··· Data for review

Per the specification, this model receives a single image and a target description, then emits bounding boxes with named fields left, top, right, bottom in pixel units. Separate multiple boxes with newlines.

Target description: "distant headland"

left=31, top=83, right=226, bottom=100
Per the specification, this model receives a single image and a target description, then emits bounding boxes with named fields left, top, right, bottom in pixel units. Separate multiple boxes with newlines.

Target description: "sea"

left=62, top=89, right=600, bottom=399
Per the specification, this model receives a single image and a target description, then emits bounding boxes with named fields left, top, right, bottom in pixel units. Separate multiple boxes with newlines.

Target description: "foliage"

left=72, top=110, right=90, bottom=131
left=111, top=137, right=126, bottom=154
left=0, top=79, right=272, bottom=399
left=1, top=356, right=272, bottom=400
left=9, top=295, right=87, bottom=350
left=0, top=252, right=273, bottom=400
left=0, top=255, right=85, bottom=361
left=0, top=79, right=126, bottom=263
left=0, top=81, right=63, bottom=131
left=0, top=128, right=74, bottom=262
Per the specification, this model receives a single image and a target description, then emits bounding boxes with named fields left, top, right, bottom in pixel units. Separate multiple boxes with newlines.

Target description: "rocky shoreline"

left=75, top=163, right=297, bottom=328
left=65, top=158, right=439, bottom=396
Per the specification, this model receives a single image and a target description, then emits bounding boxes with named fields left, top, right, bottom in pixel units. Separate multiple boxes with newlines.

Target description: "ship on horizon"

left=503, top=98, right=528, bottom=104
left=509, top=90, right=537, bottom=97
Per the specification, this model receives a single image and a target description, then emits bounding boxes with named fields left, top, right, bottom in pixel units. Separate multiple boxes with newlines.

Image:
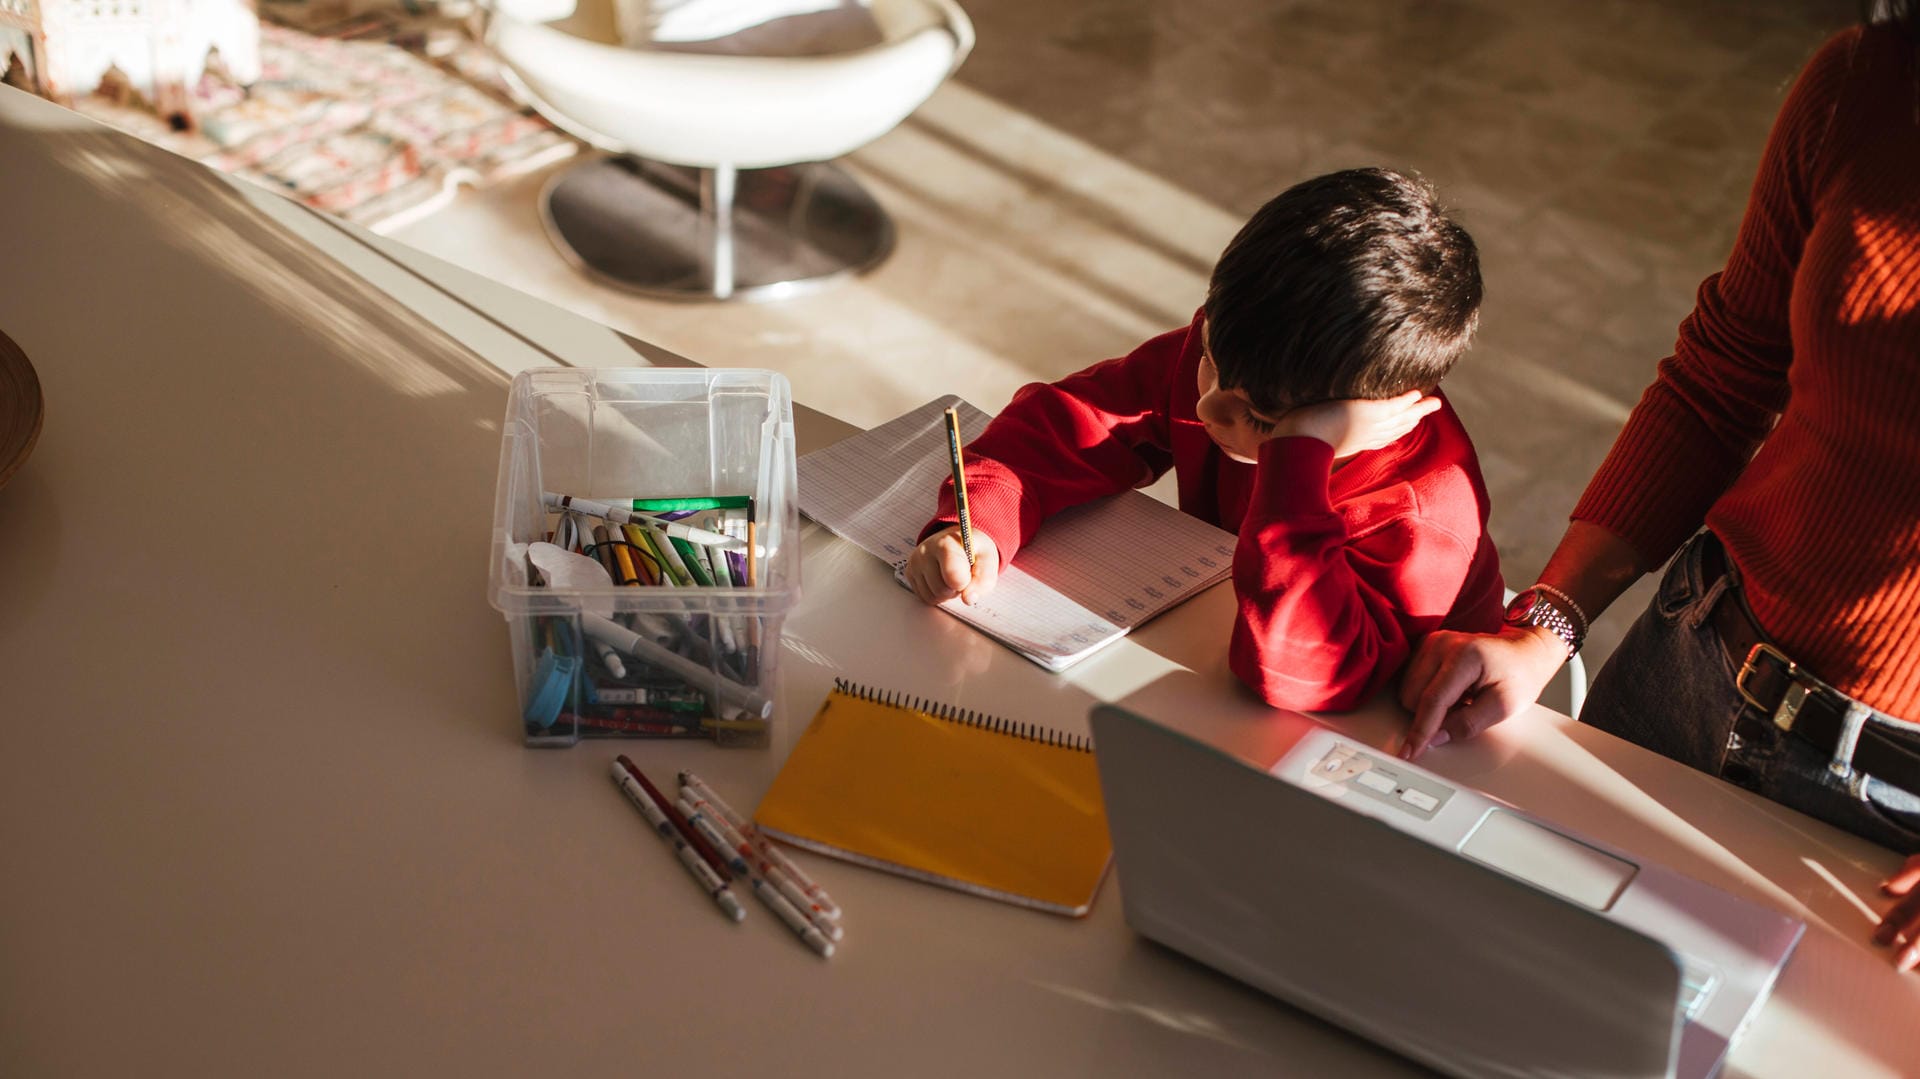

······

* **What you need to do**: Type out the data above again exactly as written, minus the images.

* **Written answer**:
Per the specification, this model receives a single image and a target description, then emits bounding boxes with named fields left, top, right, bottom in pixel units. Separate multiple boxes with newlines.

Target description: "distant headland"

left=31, top=83, right=226, bottom=100
Per the specification, this model receives a single image and a target description, then emits bounding boxes with named fields left, top, right, bottom in pixel units. Separate multiple boxes with newlines.

Target description: "sea"

left=62, top=89, right=600, bottom=399
Per the specification, this model receives a single image and a target description, then emits bounding boxes with named fields left, top, right, bottom in pixel units. Separate multiple boxes with newlines.

Target description: "foliage"

left=72, top=110, right=90, bottom=131
left=111, top=137, right=126, bottom=154
left=0, top=79, right=272, bottom=399
left=1, top=356, right=272, bottom=400
left=9, top=295, right=87, bottom=350
left=0, top=252, right=273, bottom=400
left=0, top=255, right=85, bottom=361
left=0, top=79, right=126, bottom=263
left=0, top=81, right=63, bottom=131
left=0, top=128, right=74, bottom=262
Per the specification, this model receives a single image and a target description, then emits bounding boxes with named fields left, top, right, bottom in pixel units. Separate multiple boxes with newlines.

Target description: "rocky shoreline"

left=75, top=163, right=297, bottom=328
left=65, top=158, right=439, bottom=396
Per the specification, this model receives a single image and a target description, then emits bounding boxes with named fields left, top, right, bottom in pixel units. Separate multiple boxes with newlines.

Target description: "ship on horizon"

left=503, top=98, right=528, bottom=104
left=509, top=90, right=537, bottom=97
Per the specification, this model receives a single image and a target description, then emits bounding boxes with named fields left, top, right, bottom in pixel units. Separate multiple boxes with newlines.

Image:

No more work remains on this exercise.